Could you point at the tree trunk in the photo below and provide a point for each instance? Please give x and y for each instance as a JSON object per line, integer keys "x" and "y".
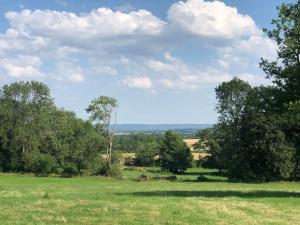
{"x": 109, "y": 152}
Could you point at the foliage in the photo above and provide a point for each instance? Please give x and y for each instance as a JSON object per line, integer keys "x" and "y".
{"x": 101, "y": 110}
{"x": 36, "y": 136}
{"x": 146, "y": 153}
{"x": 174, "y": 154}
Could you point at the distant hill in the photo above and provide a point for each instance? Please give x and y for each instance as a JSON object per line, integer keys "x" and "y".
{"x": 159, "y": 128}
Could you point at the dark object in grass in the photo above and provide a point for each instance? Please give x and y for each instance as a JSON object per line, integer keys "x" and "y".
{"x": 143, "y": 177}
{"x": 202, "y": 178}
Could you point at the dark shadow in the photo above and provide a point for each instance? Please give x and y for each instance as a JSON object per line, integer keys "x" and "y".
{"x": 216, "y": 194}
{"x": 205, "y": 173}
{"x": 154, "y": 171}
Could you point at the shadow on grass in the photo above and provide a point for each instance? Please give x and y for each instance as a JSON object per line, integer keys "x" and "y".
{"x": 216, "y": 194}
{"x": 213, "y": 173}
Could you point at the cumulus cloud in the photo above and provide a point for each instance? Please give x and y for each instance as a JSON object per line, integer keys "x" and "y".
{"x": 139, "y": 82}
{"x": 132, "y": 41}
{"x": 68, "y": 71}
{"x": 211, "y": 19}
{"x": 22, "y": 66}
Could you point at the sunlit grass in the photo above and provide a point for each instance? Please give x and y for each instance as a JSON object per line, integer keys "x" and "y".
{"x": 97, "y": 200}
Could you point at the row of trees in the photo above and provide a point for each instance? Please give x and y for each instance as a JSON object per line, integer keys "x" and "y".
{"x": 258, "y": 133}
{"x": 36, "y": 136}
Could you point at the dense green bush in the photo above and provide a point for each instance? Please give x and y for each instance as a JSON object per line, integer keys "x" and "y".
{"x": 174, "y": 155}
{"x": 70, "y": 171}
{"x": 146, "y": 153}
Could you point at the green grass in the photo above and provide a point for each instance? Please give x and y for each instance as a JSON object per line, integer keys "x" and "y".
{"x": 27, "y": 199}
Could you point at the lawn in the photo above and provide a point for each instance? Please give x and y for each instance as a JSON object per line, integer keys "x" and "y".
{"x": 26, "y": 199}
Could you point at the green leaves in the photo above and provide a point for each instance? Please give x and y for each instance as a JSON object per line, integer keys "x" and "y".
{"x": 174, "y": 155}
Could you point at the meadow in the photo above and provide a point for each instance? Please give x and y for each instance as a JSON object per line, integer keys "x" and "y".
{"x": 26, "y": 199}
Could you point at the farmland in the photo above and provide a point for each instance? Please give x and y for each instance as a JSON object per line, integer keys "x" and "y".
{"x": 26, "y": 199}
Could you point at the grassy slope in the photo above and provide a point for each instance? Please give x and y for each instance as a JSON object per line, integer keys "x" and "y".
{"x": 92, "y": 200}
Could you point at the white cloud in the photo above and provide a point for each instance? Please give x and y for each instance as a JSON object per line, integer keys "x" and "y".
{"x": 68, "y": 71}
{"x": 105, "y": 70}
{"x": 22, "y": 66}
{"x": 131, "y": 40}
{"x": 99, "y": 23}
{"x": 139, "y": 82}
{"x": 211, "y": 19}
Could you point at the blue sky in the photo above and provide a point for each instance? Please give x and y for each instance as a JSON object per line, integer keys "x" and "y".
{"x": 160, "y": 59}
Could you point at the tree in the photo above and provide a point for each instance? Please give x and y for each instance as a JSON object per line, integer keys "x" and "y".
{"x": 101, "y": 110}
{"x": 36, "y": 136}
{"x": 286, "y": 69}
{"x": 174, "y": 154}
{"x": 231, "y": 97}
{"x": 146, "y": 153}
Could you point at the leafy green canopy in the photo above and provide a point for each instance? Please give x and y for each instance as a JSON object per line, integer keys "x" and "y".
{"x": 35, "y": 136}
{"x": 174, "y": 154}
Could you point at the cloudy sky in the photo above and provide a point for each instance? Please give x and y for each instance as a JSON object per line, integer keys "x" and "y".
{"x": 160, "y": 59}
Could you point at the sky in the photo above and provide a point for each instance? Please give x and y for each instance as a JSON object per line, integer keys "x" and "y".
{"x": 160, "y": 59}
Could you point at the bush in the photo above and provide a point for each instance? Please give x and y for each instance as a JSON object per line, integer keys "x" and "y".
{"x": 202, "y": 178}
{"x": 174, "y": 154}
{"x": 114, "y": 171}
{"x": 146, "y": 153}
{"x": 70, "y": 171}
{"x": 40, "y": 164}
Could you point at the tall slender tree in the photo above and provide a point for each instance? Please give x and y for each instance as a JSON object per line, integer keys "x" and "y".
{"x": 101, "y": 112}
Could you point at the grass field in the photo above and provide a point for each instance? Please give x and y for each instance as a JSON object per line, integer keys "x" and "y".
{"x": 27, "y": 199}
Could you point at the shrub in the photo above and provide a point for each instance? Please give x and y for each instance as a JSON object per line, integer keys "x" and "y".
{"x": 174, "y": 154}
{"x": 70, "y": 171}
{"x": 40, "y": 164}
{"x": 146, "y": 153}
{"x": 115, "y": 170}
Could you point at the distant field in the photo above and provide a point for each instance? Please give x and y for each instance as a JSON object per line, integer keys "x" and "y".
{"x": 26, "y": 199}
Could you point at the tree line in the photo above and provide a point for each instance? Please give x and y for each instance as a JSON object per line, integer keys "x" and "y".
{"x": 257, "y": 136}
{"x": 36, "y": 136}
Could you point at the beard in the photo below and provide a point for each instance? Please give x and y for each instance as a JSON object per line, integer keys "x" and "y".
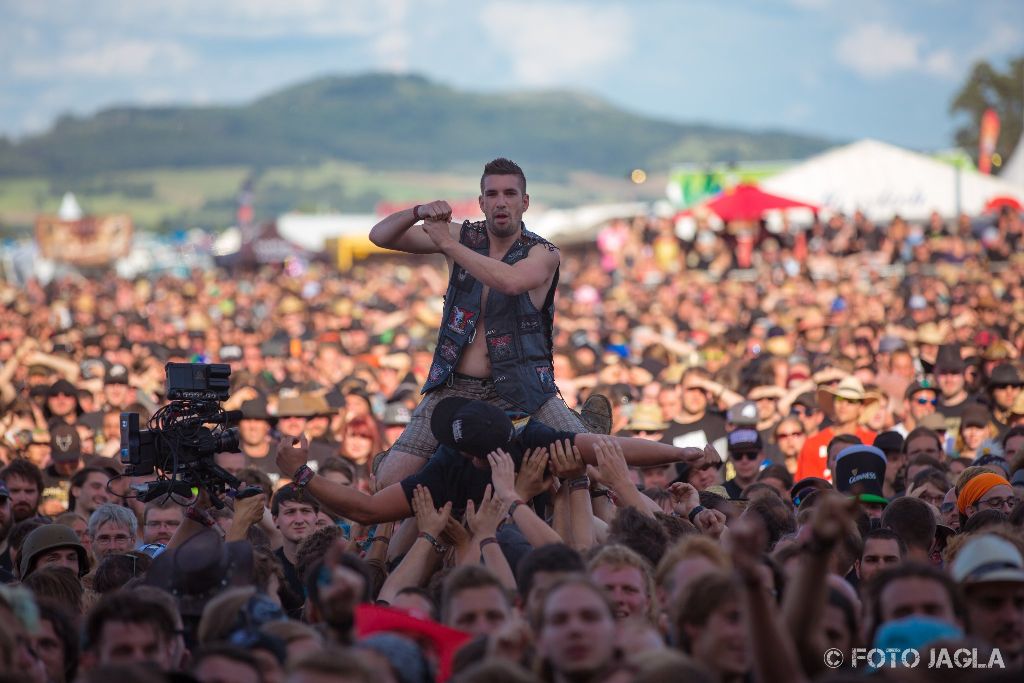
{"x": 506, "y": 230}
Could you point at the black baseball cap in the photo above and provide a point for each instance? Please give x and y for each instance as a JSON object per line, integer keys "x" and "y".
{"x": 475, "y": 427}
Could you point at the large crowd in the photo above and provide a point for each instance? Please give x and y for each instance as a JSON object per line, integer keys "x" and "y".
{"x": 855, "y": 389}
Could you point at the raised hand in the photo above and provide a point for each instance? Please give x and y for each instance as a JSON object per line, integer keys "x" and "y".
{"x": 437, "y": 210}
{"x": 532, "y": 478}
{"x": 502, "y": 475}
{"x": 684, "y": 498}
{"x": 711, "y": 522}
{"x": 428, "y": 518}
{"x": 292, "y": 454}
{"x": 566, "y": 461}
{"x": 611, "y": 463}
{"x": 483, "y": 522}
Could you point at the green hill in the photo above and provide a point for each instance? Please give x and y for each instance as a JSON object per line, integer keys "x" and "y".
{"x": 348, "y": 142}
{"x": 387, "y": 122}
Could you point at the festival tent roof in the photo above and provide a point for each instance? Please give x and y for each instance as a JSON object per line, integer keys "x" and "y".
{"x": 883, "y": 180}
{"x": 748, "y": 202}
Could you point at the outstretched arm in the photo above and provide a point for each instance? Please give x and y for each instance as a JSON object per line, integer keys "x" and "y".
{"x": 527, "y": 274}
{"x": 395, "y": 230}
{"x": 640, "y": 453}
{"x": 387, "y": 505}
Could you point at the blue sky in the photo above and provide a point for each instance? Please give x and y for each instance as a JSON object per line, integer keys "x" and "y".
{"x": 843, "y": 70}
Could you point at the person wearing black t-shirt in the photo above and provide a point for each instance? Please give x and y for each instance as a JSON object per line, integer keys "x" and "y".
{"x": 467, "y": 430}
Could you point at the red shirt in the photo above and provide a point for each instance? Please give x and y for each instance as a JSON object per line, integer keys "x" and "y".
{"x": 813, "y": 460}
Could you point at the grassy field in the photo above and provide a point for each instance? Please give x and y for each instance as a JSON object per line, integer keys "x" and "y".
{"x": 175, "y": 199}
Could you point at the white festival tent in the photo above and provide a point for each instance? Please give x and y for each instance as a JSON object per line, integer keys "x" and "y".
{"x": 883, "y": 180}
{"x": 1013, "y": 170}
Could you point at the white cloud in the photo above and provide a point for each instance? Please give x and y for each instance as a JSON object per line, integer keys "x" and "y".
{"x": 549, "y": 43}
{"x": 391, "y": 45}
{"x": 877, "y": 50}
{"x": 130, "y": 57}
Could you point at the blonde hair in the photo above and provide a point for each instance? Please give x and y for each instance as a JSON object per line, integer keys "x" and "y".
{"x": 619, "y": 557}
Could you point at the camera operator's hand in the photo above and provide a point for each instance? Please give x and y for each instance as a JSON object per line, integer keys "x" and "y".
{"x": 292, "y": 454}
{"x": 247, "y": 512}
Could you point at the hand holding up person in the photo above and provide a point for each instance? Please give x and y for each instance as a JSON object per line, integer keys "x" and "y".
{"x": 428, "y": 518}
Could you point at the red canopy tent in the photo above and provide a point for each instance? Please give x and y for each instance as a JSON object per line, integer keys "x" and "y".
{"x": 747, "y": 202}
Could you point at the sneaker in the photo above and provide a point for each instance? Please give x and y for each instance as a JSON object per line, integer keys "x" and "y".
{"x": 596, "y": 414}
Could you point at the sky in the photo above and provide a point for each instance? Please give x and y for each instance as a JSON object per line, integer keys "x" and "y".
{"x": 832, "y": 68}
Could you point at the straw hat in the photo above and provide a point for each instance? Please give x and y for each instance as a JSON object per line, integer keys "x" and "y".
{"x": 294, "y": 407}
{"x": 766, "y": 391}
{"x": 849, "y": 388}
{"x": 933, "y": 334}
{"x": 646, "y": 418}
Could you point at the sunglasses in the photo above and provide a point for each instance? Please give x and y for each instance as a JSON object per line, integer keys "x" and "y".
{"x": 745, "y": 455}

****************************************

### STATED GOAL
Quote, without any change, each line from the one that contains "Could you point at the blonde" through the end of the material.

### FINISHED TASK
Could you point at the blonde hair in the photo above and provide a point for each instance? Please give x and y for each instance as a JSON object per line, integer keys "x" and "y".
{"x": 619, "y": 557}
Could you point at the camera operator's hand in the photo above and provide a point for each instance? Please give x and y for each instance as a JSON object per line, integer keys "x" and "y".
{"x": 292, "y": 454}
{"x": 247, "y": 512}
Could you point at the hand holding up person in the photo above and provide a point for each instance? Please give x and y for each instance as a JSON object per line, integer keys "x" and "y".
{"x": 428, "y": 518}
Could you point at the red canopy tent in the photo above and provide a point for each instance? Please give x and y for each instance as a JSON object per line, integer keys "x" and "y".
{"x": 747, "y": 202}
Could you point at the sneaker in the photo above and provide a point for each instance? Please give x and y for each instance as a JSON object per line, integer keys "x" and "y".
{"x": 596, "y": 414}
Could you point at the sky in the photo above and provide a point for each instance? Please give x and y for each instance as a JSON object per line, integer keys "x" and "y".
{"x": 832, "y": 68}
Could you point at the straw hat in the photo above and provide a point for each instance? Please give x and y for each instance as a JSON object per line, integer keys "x" and "y".
{"x": 294, "y": 407}
{"x": 766, "y": 391}
{"x": 849, "y": 388}
{"x": 933, "y": 334}
{"x": 646, "y": 418}
Could you point at the sunglasses in the photo above and provide a point for each instance? Please give x and y for each instance as a JSON object per line, integer keys "x" and "y".
{"x": 745, "y": 455}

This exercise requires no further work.